PAGE TEXT:
Start of Block
# Bermuda Identification?



## SimpleGreen29 (Aug 16, 2017)

Could someone please help me identify my Bermuda? :dunno:


----------



## Redtenchu (Jan 28, 2017)

Identifying Bermuda is very difficult, but I would guess it's one of the seeded variety.


----------



## Mightyquinn (Jan 31, 2017)

How old is your house? Is it in a subdivision?


----------



## FATC1TY (Jul 12, 2017)

Does it get seed heads when it gets longer?

If it doesnt, chance that it's a hybrid especially if its in a subdivision build.


----------



## J_nick (Jan 28, 2017)

FATC1TY said:


> Does it get seed heads when it gets longer?
> 
> If it doesnt, chance that it's a hybrid especially if its in a subdivision build.


Hybrids still produce seeds when the conditions are right. Some less than others but the seed is sterile.


----------



## cnet24 (Jul 14, 2017)

I was researching this topic the other day and came across this article, which made me question my original thoughts on having common bermuda in my yard (I now no longer believe that to be the case). I'm in a subdivision built in the late 90s (just moved in two years ago), so I do believe now that I have some type of hybrid variety. Identifying that hybrid type is the tricky part!

http://www.walterreeves.com/lawn-care/bermuda-identification/


----------



## Bunnysarefat (May 4, 2017)

Even the same genotype will take on slightly different characteristics based on its growing evnviornment. Probably the best way to determine if it's seeded or hybrid would be to photograph an area that gets full sun and has been fertilized, if you can. Or just the thickest patch you have. Hybrids and seeded can look similar in less than ideal conditions but the hybrid usually pulls away when they are put head to head in full sun..

Based on those pictures seems like only an expert would be able to tell. I certainly can't.

Edit: I found your other photos in another thread. Looks seeded to me, but I'd say there is a small possibility it is a hybrid if it has been neglected for a number of years.
End of Block
STORED DATA:
Start of Block
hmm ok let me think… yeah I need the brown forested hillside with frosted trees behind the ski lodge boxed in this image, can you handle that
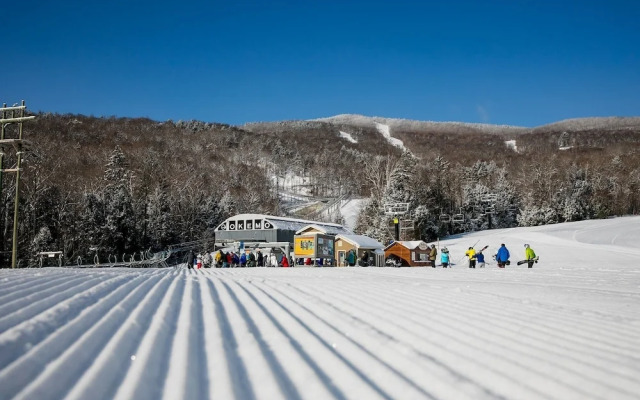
[0,114,640,266]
End of Block
WORK TO COMPLETE:
(a) From the Bermuda identification thread, extract the passage starting at the words "## cnet24 (Jul" and ending after the words "(May 4, 2017)".
(b) Answer these questions from the Bermuda identification thread:
(i) Which kind of Bermuda does Redtenchu guess it is?
(ii) According to J_nick, what is true of the seed that hybrids produce?
(iii) When was cnet24's subdivision built?

ANSWERS TO THIS EXERCISE:
(a)
## cnet24 (Jul 14, 2017)

I was researching this topic the other day and came across this article, which made me question my original thoughts on having common bermuda in my yard (I now no longer believe that to be the case). I'm in a subdivision built in the late 90s (just moved in two years ago), so I do believe now that I have some type of hybrid variety. Identifying that hybrid type is the tricky part!

http://www.walterreeves.com/lawn-care/bermuda-identification/


----------



## Bunnysarefat (May 4, 2017)

(b)
(i) One of the seeded varieties.
(ii) It is sterile.
(iii) In the late 90s.